The entries that follow should be repeated exactly, with no pictures kept.
[[ RECORDS PROVIDED open ]]
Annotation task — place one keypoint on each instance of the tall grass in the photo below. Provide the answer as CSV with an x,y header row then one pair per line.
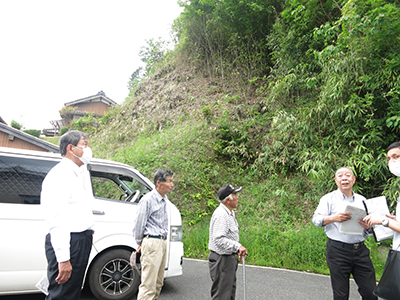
x,y
300,249
274,212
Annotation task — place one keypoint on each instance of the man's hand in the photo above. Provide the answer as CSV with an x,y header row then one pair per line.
x,y
364,224
342,217
242,252
64,272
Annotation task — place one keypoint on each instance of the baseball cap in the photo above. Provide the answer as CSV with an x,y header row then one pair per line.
x,y
226,190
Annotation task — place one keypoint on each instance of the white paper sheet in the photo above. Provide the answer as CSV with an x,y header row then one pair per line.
x,y
352,226
378,207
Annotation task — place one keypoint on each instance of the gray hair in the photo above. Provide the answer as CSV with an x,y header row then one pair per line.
x,y
71,137
161,175
351,171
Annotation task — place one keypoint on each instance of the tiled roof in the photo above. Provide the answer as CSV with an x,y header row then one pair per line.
x,y
29,138
99,97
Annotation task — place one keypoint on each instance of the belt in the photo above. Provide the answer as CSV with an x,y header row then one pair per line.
x,y
161,237
355,246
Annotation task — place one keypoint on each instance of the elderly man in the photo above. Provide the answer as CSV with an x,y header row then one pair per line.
x,y
66,197
345,253
224,245
151,232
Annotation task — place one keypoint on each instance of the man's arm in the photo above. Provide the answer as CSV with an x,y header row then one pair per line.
x,y
377,220
339,217
141,220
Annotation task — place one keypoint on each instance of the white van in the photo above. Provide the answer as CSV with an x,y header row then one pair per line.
x,y
117,189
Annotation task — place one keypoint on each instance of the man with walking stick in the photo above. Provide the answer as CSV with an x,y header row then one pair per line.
x,y
224,245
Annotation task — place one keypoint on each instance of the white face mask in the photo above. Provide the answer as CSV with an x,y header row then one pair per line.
x,y
86,156
394,167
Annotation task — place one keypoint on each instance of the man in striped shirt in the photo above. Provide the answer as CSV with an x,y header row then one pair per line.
x,y
224,245
151,232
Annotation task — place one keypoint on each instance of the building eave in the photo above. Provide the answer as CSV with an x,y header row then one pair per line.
x,y
29,138
100,97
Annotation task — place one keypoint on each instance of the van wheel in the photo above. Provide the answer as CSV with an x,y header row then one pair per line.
x,y
112,278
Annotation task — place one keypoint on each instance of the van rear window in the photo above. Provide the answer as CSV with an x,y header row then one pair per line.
x,y
21,179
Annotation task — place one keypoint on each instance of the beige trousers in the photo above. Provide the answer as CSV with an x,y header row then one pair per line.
x,y
152,261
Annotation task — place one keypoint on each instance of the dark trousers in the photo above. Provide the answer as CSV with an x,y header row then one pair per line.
x,y
343,261
223,275
80,246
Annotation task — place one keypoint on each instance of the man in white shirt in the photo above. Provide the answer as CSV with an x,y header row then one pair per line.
x,y
224,245
150,232
345,253
66,197
393,159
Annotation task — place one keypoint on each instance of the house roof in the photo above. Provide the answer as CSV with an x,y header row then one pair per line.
[[ RECORDS PROVIDED closed ]]
EXPECTED ANSWER.
Annotation task — place one keypoint on each instance of the tall grass in the photo below. Provide the answer as CSV with an x,y header row then one pair per line.
x,y
300,249
274,212
Annotation task — place one keypoint on each instance of the man's hand in the photo above. Provide the answer as CSV with an x,y header row then one pair per line.
x,y
364,224
342,217
242,252
64,272
Annotation task — place one keypoint on each instance of the baseball cap in the photo above. Provide the answer as CSV with an x,y header row then one pair per line.
x,y
226,190
Annotation task — place one keypoint on each instance of the white paper sheet in the photo above. Provide the answer as CSV with an x,y header row then one pair per line.
x,y
352,226
378,207
Annotation task — place one keypoint on each instance of the gray hair in the photo above. Provide the answer as CSV with an x,y header row then one pair per line.
x,y
71,137
161,175
351,171
Annotation task — place one keypoint on each instance of the tiled roof in the photo above. Provide the answer as CSV with an x,y header row then one pair per line.
x,y
29,138
99,97
Annotation task — place one keypoint on each instance of the belt in the photo above. Provide the answer as CSV with an x,y header row then one pair per line.
x,y
161,237
355,246
Annotation task — place one keypoint on each instance of the elderly man in the photo above. Provide the answer as CSV with an x,y header row then one pair per line.
x,y
66,197
345,253
224,245
151,232
Annotation task — place one keypoint on each instance of the man's arm in the photo above. Provide the answer as CSV with an x,y header row then one pair per line.
x,y
377,220
339,217
141,220
Annotation task — place one keypoint on each instance of the white van in the photo above. Provide the answer as CSV with an x,y header row then one pair per line.
x,y
117,189
Annotation task — place one keypoint on each instance of the man with walking stick in the photo above. Provide the answer as CSV with an x,y header row then one pair per line.
x,y
224,245
Annotation task — place one keypoint on each instance of the white face mask in the photo above. Provide the answer as CSV with an x,y header row then one pair per line.
x,y
86,156
394,167
Annotation task — place one keypoint on each instance of the man in striped shirt in the photo above. Provide the answer as CSV with an x,y header row then one pair per line.
x,y
224,245
151,232
Annotation task — place one keypoint on each instance of the building eave in the photo above. Provide the answer as CSV with an x,y header row then one pair per line.
x,y
29,138
100,97
Annotation task — place one keypoint on each instance of the van wheel in the photo above. Provide the answer as CSV with an x,y header row then one pair per line.
x,y
112,278
Annotation task — place one keypoint on each instance of the van rear window in the photo above. Provide the answer as CSV with an x,y header row then one pair per line.
x,y
21,179
Annotation task — place one keypoint on each instance of the beige trousers in the photo above. Provide the answer as CSV with an x,y header row then one pair per line.
x,y
152,261
Annotation task — place one keypoint on each instance of the dark trousers in the photo above. Provide the answer as CSV with an x,y header row then one pair per line.
x,y
343,261
223,275
80,246
Annotation task — place one keypoint on each instance of the man in white shirt in the photo above. Provide the answer as CSV with an x,y header row then one pair per line.
x,y
224,245
150,232
345,253
66,197
393,159
Annotation task — place one keypoint on each instance of the house roof in the photo above. Provide the answer as CSV with an x,y header row then one pair per line.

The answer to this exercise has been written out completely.